Translate this sentence from the debate conversation below into Spanish: "There are not many things that Trump can extract joy from these days."

QUOTED TEXT:
## Start
This week, I previewed the debate over Google Docs with Bill Grueskin, a professor at Columbia Journalism School who has been my occasional interlocutor in this newsletter (including following the Fox settlement in April). Our typed conversation has been lightly edited. —JA
JA: As I write this (on Monday morning), Trump had just intimated that he will skip the debate—seemingly concluding what has been a long-running (and increasingly tedious) will-he/won’t-he media psychodrama. To briefly indulge that, I have to say I expected him to keep people guessing before trying to jump in at the last minute—indeed, I haven’t quite given up on that possibility, despite the apparent finality of his declaration—because, as we should all know by now, he lives for the drama. But it seems he will now counterprogram the debate by airing a pre-taped interview with Tucker Carlson instead. What do you make of that?
BG: This is the business we’ve chosen, as Hyman Roth tells Michael Corleone. Journalists are but supporting actors in the Trump Drama, and we cannot escape our role nor can we ignore it. And while the Trump/Carlson show seems like the perfect troll for both men, it’s hard to imagine that getting a ton of attention.
But there are several other things going on here, and I’m curious about your take:
First, it makes zero political sense for Trump to go on that stage. The problem isn’t that he’d make a Gerald Ford-level gaffe. The man is a board-certified gaffe-expulsion machine, and it doesn’t matter. The bigger risk is that he’d look weak or tired, sweaty or small, especially if he showed up only to get pummeled by Chris Christie. Trump still has commanding leads—including a poll in Iowa taken after the Georgia indictments. Why put them at risk?
Second, the difficult part for the debate moderators is going to be how to address The Trump Issue since he isn’t on the stage. They can’t let a no-show dominate the evening, but they can’t avoid the Trump ether. It’s not like Fox viewers are tuning in to hear about Asa Hutchinson’s infrastructure plan, or Doug Burgum’s goal to North Dakota-ize the rest of the U.S.
And third, one of the most interesting sidelights here is how Fox has managed to come out of this looking like such a desperate, forlorn suitor. There are not many things that Trump can extract joy from these days. But one of those things would be forcing supplicants like Fox News honchos Suzanne Scott and Jay Wallace to come to Bedminster to convince him to join the debate. And then turning them down, via Truth Social.
I think Trump has suspended political gravity to such an extent that cost/benefit takes rooted in old political logic don’t apply. I don’t think it wouldn’t not make sense for Trump to attend, if you’ll excuse the double negative, but equally, it won’t likely hurt him to stay away; either way, the dynamics of the Republican primary will likely stay suspended in formaldehyde. I, too, suspect his Carlson interview will be inconsequential and dull—Carlson’s cultural relevance is dwindling (score one, at least for now, for those who predicted that that would happen after he left Fox, à la Bill O’Reilly), and all Trump interviews these days are so much reheated gibberish. But him doing it at all is an extra stick in the eye to the Murdochs and Fox, to your third point.
## End
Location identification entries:
## Start
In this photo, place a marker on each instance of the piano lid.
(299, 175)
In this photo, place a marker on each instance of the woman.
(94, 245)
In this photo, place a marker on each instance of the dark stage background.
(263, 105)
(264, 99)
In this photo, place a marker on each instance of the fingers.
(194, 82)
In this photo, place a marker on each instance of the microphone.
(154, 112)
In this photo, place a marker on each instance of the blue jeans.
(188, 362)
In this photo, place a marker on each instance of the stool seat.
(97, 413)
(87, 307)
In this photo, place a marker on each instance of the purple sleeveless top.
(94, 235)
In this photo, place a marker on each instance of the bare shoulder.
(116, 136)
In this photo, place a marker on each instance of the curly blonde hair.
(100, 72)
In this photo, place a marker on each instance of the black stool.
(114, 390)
## End
RESULT OF THE TASK: No hay muchas cosas de las que Trump pueda sacar alegría hoy en día.